▸ **Do this**
Render every line of the material below as a numbered list, skipping blank lines, and leave the pictures out.

########

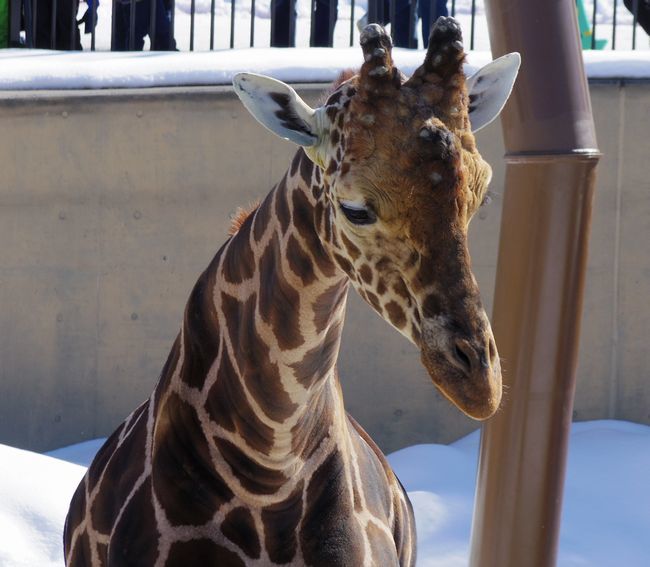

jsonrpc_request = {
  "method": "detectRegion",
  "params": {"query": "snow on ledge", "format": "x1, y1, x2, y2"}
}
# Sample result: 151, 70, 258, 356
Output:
0, 48, 650, 90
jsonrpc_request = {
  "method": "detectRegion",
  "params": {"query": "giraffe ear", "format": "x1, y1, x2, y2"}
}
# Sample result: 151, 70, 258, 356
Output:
232, 73, 319, 147
466, 52, 521, 132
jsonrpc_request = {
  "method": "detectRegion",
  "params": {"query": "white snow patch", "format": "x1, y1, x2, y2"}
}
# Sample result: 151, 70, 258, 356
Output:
0, 47, 650, 90
0, 421, 650, 567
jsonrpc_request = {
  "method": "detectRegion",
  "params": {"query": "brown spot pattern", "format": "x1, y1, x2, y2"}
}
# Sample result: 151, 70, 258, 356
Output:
287, 234, 316, 285
214, 437, 287, 494
165, 538, 246, 567
273, 181, 290, 234
312, 282, 348, 333
292, 190, 336, 277
205, 354, 274, 455
108, 478, 160, 567
259, 235, 304, 350
221, 220, 255, 284
90, 406, 147, 534
300, 450, 363, 567
152, 394, 233, 526
221, 293, 296, 422
221, 506, 262, 559
262, 481, 303, 564
181, 266, 221, 389
386, 301, 406, 329
292, 323, 341, 388
341, 232, 361, 260
359, 264, 372, 285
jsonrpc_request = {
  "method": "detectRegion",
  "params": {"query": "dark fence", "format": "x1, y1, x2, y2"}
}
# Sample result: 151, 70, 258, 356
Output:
10, 0, 650, 51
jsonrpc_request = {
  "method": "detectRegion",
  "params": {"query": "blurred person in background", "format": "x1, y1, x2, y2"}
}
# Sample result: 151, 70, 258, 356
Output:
34, 0, 81, 51
113, 0, 176, 51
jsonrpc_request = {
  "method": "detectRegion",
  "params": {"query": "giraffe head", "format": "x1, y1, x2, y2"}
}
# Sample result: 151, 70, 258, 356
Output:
234, 18, 519, 419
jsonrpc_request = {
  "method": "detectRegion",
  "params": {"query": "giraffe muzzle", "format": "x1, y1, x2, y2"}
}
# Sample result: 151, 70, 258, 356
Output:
422, 321, 502, 420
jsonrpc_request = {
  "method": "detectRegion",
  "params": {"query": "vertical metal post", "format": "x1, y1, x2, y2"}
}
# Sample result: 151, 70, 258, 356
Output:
23, 0, 36, 47
591, 0, 598, 49
612, 0, 618, 49
90, 2, 97, 51
288, 0, 294, 47
469, 0, 476, 50
470, 0, 600, 567
149, 0, 158, 51
190, 0, 194, 51
327, 0, 336, 47
248, 0, 255, 47
230, 0, 235, 49
50, 0, 57, 49
70, 0, 79, 51
129, 0, 136, 51
632, 0, 639, 49
169, 0, 176, 50
111, 0, 117, 51
9, 0, 22, 47
210, 0, 215, 51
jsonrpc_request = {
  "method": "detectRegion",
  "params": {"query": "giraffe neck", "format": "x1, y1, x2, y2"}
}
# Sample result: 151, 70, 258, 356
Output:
154, 151, 348, 490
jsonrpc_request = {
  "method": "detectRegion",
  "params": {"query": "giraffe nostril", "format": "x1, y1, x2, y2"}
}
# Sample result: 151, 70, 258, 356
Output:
488, 337, 499, 364
454, 341, 472, 373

########

▸ **Solved exercise**
1. jsonrpc_request = {
2.   "method": "detectRegion",
3.   "params": {"query": "snow on ledge", "format": "x1, y1, x2, y2"}
4. }
5. # Sample result: 151, 70, 258, 356
6. Output:
7. 0, 48, 650, 90
8. jsonrpc_request = {
9.   "method": "detectRegion",
10.   "params": {"query": "giraffe ear", "format": "x1, y1, x2, y2"}
11. }
12. # Sample result: 151, 70, 258, 356
13. Output:
14. 232, 73, 319, 147
15. 466, 52, 521, 132
16. jsonrpc_request = {
17.   "method": "detectRegion",
18.   "params": {"query": "white snow patch", "format": "x1, y1, x2, y2"}
19. }
20. # Sample result: 151, 70, 258, 356
21. Output:
22. 0, 47, 650, 90
23. 0, 421, 650, 567
24. jsonrpc_request = {
25.   "method": "detectRegion",
26.   "params": {"query": "brown spot pattern", "format": "x1, y1, x2, y2"}
27. }
28. # Sample result: 151, 70, 258, 356
29. Output:
30. 287, 234, 316, 285
31. 214, 437, 287, 494
32. 165, 538, 246, 567
33. 273, 181, 290, 234
34. 312, 282, 348, 333
35. 292, 190, 336, 277
36. 205, 354, 274, 455
37. 108, 478, 160, 567
38. 259, 235, 304, 350
39. 221, 220, 255, 284
40. 90, 406, 147, 534
41. 300, 450, 363, 567
42. 152, 394, 233, 526
43. 221, 293, 296, 422
44. 221, 506, 262, 559
45. 262, 481, 303, 564
46. 181, 266, 221, 389
47. 386, 301, 406, 329
48. 292, 323, 341, 388
49. 341, 232, 361, 260
50. 359, 264, 372, 285
51. jsonrpc_request = {
52.   "method": "detectRegion",
53.   "params": {"query": "dark fence", "format": "x1, y1, x2, y2"}
54. }
55. # Sample result: 151, 70, 258, 356
56. Output:
57. 10, 0, 650, 51
58. jsonrpc_request = {
59.   "method": "detectRegion",
60.   "params": {"query": "blurred person in background", "format": "x1, y1, x2, y2"}
61. }
62. # Sample result: 151, 70, 258, 356
63. Output:
64. 34, 0, 81, 51
65. 113, 0, 176, 51
66. jsonrpc_request = {
67.   "method": "detectRegion",
68.   "params": {"query": "giraffe head", "format": "x1, y1, x2, y2"}
69. }
70. # Sample result: 151, 70, 258, 356
71. Output:
72. 234, 18, 519, 419
73. jsonrpc_request = {
74.   "method": "detectRegion",
75.   "params": {"query": "giraffe muzzle", "format": "x1, y1, x2, y2"}
76. }
77. # Sample result: 151, 70, 258, 356
78. Output:
79. 422, 321, 502, 420
80. jsonrpc_request = {
81.   "method": "detectRegion",
82.   "params": {"query": "vertical metal post", "format": "x1, y1, x2, y2"}
83. }
84. # Sample result: 151, 70, 258, 356
85. Output:
86. 23, 0, 36, 47
87. 591, 0, 598, 49
88. 612, 0, 618, 49
89. 90, 2, 97, 51
90. 288, 0, 294, 47
91. 469, 0, 476, 50
92. 470, 0, 600, 567
93. 149, 0, 158, 51
94. 190, 0, 194, 51
95. 327, 0, 336, 47
96. 248, 0, 255, 47
97. 230, 0, 235, 49
98. 50, 0, 57, 49
99. 70, 0, 79, 51
100. 129, 0, 136, 51
101. 632, 0, 639, 49
102. 169, 0, 176, 50
103. 111, 0, 117, 51
104. 9, 0, 22, 47
105. 210, 0, 215, 51
106. jsonrpc_request = {
107.   "method": "detectRegion",
108.   "params": {"query": "giraffe neck", "format": "x1, y1, x2, y2"}
109. }
110. # Sample result: 151, 70, 258, 356
111. Output:
112. 154, 151, 348, 490
113. jsonrpc_request = {
114.   "method": "detectRegion",
115.   "params": {"query": "giraffe nostril", "format": "x1, y1, x2, y2"}
116. }
117. # Sample result: 151, 70, 258, 356
118. Output:
119. 488, 337, 499, 364
120. 454, 341, 472, 373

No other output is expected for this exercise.